* **DIRECTION**:
Find every line below that contains the word "sideboard" and copy each one out in full. Case matters.

* **PROVIDED DATA**:
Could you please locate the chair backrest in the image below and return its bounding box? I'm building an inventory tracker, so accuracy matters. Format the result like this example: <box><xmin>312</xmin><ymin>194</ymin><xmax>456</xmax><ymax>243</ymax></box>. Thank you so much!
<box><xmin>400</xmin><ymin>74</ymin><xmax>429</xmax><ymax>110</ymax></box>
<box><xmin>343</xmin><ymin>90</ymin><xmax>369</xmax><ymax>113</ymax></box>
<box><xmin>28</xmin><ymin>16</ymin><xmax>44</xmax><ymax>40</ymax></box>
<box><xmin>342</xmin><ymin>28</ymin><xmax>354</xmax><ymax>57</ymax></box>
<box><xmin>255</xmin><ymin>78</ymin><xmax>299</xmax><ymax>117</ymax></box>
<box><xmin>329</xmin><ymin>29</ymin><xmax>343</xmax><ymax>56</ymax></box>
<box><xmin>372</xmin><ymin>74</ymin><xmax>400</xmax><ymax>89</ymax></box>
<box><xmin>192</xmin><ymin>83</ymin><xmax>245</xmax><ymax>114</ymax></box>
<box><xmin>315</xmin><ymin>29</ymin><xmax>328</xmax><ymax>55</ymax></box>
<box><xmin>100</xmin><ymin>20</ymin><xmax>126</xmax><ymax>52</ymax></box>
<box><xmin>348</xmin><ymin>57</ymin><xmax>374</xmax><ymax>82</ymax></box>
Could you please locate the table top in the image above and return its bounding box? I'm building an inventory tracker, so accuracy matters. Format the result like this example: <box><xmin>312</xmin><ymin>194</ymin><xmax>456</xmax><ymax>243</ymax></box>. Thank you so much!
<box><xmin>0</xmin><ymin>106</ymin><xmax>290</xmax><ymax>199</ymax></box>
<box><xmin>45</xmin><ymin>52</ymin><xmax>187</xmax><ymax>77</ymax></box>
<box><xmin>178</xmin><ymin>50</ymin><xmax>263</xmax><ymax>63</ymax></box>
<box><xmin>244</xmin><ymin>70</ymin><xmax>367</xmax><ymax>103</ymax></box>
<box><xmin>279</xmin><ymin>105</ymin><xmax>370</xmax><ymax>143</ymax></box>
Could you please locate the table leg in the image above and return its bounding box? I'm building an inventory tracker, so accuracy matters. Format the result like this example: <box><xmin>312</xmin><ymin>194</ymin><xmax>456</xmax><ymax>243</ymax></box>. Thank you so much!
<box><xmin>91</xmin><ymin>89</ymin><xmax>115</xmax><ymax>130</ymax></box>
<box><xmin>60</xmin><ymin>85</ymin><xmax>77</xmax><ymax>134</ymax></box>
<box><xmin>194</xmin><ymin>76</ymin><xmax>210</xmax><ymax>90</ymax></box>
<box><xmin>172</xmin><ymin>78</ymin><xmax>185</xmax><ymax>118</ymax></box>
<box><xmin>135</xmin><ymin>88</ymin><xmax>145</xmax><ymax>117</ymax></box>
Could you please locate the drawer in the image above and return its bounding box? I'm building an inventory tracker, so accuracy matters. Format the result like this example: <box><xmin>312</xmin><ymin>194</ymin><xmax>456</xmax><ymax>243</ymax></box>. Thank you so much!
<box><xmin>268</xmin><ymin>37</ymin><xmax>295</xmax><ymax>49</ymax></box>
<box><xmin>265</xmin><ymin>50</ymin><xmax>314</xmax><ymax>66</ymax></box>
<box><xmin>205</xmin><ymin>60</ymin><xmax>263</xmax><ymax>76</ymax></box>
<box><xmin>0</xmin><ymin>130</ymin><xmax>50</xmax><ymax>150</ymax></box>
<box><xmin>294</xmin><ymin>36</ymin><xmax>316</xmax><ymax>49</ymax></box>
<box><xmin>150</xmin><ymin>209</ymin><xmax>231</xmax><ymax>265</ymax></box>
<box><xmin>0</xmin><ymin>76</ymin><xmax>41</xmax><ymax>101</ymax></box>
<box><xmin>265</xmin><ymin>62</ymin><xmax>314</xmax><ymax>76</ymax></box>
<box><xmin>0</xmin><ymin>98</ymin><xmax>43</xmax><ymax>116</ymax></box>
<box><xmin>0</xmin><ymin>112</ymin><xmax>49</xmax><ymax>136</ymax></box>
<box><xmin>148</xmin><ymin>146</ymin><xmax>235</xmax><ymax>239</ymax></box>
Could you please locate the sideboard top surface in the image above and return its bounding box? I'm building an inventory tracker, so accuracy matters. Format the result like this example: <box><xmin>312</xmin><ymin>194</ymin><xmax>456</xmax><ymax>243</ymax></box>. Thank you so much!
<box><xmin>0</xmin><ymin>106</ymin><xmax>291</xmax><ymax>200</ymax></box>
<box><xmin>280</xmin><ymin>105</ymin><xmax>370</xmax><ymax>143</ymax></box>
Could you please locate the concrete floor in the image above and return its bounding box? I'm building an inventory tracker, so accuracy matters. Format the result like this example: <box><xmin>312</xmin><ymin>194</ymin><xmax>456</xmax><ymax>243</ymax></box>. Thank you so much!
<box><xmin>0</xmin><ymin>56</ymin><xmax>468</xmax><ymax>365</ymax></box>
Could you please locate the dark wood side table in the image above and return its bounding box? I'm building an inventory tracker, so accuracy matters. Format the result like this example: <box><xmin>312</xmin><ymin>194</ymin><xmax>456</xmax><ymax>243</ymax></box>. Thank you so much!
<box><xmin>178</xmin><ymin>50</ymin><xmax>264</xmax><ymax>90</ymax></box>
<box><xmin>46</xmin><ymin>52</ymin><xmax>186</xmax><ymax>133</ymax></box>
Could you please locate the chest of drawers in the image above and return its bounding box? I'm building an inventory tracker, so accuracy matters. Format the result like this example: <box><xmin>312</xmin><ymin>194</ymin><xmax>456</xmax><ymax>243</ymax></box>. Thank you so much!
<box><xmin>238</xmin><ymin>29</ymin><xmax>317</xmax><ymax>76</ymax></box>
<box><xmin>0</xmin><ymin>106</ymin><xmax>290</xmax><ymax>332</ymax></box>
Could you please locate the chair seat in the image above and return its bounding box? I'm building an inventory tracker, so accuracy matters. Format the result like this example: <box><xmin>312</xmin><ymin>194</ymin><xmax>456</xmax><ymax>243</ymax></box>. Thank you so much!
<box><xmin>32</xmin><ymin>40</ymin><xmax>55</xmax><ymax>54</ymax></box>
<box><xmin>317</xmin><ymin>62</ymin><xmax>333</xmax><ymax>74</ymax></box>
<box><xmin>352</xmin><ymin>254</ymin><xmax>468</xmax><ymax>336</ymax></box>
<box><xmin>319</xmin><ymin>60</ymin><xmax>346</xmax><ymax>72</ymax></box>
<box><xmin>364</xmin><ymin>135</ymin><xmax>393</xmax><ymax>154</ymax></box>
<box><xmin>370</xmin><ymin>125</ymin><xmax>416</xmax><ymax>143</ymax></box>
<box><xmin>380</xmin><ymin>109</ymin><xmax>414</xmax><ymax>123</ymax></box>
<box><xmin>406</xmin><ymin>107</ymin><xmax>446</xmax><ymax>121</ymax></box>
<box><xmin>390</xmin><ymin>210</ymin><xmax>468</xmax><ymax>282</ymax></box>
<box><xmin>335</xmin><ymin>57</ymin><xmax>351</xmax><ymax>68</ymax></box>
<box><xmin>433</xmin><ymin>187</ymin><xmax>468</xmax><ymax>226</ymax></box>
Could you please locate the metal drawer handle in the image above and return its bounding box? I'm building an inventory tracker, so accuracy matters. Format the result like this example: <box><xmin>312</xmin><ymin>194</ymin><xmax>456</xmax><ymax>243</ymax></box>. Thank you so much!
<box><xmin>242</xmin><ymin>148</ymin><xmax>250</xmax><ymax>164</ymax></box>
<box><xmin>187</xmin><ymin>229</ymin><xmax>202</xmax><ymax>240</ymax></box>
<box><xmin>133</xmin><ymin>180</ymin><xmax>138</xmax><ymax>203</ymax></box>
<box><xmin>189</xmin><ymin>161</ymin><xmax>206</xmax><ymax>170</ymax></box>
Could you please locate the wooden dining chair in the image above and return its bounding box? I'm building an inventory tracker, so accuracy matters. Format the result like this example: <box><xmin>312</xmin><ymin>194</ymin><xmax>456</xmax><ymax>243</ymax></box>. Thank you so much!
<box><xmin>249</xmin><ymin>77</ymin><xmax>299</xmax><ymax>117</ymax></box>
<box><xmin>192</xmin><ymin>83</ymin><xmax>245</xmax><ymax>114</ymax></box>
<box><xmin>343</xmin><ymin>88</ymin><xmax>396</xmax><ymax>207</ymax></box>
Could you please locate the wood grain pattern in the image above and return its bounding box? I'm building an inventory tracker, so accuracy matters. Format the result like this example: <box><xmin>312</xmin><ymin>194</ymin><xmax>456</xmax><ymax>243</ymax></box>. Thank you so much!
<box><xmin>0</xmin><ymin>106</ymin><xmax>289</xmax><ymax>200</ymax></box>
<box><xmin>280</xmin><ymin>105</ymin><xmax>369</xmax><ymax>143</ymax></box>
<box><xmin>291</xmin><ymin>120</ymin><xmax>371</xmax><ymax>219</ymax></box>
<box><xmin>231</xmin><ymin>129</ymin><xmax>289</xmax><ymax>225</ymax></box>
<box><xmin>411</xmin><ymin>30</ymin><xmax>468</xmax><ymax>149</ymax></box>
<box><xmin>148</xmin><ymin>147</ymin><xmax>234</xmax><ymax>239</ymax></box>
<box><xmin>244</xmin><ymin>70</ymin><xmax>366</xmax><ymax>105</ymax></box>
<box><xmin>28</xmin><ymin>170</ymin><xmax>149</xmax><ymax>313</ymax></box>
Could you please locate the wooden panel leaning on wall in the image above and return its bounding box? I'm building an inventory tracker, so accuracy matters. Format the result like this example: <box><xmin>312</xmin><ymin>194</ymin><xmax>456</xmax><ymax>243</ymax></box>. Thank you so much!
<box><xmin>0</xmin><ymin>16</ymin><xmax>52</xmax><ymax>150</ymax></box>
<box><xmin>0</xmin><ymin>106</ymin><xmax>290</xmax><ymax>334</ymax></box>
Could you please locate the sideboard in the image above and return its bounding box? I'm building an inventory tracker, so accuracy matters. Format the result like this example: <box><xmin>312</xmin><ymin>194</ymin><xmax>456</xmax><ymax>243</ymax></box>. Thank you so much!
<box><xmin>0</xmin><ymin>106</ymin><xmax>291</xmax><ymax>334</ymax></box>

* * *

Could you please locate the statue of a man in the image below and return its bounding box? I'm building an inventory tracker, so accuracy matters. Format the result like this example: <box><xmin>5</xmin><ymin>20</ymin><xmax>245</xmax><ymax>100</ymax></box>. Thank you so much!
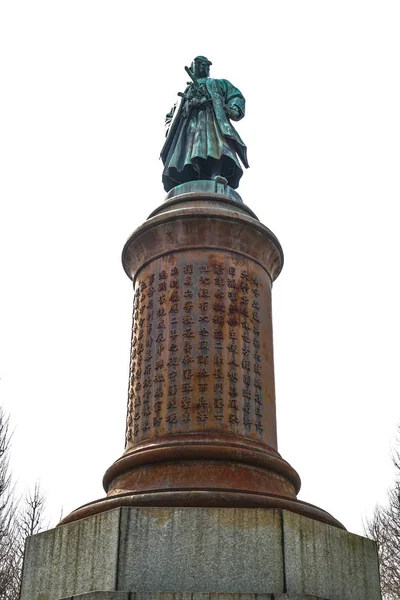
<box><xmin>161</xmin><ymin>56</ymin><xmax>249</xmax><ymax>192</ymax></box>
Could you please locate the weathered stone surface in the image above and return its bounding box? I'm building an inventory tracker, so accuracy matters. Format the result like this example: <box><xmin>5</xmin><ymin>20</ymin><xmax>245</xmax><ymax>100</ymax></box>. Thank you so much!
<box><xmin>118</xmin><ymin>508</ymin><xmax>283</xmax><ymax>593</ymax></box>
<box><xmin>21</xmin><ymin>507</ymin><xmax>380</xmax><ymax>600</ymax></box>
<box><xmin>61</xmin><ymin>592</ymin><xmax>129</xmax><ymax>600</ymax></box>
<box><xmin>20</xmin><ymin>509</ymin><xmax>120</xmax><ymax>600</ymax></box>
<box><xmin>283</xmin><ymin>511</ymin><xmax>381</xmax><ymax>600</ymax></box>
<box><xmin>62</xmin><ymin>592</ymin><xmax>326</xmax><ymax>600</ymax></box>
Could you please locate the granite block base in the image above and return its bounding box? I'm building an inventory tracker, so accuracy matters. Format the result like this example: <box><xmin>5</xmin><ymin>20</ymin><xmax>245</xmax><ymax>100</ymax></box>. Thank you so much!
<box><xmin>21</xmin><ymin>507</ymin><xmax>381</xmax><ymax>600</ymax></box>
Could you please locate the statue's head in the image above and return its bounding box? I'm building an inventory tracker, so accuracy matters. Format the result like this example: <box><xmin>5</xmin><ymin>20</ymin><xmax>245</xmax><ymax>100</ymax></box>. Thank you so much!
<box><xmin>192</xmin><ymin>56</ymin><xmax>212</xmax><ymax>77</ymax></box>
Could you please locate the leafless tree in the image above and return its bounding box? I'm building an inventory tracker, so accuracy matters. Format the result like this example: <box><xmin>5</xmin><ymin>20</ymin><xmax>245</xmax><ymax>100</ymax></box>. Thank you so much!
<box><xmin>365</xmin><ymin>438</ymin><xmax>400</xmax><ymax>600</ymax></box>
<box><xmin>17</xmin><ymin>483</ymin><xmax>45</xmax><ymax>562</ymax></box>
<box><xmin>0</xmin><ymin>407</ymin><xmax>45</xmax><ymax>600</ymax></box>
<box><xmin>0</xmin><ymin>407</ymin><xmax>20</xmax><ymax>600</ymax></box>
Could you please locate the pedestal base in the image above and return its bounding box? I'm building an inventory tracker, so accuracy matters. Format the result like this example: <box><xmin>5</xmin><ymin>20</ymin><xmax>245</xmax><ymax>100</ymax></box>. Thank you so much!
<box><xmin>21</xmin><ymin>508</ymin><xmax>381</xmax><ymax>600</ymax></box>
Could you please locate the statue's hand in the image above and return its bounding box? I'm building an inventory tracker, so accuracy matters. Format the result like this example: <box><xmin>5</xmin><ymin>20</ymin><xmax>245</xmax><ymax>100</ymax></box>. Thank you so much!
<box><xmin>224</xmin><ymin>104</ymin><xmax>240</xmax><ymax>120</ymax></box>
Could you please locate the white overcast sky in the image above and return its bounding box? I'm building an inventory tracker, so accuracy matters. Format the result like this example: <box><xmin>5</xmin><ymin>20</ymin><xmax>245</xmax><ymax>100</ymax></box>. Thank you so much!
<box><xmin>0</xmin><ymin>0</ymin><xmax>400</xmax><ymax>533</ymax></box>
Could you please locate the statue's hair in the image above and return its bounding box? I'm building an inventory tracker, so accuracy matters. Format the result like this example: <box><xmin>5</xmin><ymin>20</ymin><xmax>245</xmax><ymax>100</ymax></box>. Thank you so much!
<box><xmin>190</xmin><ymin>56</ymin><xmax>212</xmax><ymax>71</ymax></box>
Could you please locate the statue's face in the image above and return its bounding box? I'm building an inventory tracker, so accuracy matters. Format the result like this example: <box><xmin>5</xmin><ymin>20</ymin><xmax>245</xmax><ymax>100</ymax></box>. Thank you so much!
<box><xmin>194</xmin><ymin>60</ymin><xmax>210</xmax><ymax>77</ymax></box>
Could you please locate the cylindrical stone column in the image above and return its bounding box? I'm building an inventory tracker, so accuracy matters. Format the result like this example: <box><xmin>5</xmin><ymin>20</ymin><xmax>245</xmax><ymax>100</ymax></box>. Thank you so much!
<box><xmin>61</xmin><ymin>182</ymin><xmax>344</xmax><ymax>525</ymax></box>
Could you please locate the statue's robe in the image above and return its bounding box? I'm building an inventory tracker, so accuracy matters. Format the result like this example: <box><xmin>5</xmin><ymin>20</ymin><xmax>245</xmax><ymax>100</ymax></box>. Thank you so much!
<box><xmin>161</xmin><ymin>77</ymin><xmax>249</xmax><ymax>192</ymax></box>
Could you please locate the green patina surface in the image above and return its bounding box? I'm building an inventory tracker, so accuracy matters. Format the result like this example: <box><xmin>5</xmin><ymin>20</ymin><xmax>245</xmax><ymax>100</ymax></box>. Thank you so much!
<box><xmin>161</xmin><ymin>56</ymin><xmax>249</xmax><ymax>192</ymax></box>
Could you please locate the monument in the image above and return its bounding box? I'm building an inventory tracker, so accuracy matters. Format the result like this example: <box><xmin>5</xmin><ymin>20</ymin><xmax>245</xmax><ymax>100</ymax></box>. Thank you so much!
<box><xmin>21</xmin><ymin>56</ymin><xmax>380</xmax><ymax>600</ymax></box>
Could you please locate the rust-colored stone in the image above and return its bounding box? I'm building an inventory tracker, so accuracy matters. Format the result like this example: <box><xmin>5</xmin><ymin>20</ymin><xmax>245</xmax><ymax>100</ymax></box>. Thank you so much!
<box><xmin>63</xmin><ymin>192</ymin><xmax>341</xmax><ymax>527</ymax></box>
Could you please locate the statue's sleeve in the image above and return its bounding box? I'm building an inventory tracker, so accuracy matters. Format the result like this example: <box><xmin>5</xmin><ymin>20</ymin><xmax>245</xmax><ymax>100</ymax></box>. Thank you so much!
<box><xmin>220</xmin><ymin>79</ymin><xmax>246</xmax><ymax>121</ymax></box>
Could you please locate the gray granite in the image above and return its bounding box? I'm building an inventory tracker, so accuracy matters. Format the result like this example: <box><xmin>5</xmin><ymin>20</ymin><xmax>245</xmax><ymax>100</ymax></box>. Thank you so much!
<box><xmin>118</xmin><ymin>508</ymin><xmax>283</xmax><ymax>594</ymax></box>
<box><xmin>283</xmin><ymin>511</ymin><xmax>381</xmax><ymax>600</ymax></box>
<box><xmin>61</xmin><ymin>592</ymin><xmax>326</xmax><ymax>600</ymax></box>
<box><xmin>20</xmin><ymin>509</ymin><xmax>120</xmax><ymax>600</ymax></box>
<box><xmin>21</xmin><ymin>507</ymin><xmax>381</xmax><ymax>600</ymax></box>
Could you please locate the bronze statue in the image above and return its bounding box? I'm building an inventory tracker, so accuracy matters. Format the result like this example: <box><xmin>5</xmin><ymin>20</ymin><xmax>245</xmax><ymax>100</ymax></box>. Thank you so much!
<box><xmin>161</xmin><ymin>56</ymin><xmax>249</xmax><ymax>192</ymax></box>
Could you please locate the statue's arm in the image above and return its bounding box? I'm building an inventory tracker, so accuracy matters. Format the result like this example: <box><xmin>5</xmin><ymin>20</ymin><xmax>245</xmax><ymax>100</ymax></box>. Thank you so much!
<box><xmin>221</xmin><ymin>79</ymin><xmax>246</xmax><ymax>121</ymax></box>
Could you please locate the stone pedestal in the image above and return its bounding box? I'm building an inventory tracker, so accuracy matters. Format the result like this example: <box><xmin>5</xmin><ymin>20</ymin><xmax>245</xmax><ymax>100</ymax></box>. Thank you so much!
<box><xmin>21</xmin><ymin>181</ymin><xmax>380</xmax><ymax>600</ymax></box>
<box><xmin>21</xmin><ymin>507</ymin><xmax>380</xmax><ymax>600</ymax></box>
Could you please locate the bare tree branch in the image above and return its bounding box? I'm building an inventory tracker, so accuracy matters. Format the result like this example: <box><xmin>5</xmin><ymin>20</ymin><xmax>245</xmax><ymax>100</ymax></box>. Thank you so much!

* **RESULT FOR THIS TASK**:
Could you please locate the sideboard top surface in the image above and return its bounding box? I'm building an inventory tracker, so accuracy matters. Format the result like this example: <box><xmin>312</xmin><ymin>194</ymin><xmax>456</xmax><ymax>243</ymax></box>. Thank you so much!
Could you please locate the sideboard in the image above and return its bounding box? I'm building an inventory tracker, so accuracy matters. Format the result like this example: <box><xmin>312</xmin><ymin>194</ymin><xmax>456</xmax><ymax>243</ymax></box>. Thank you so much!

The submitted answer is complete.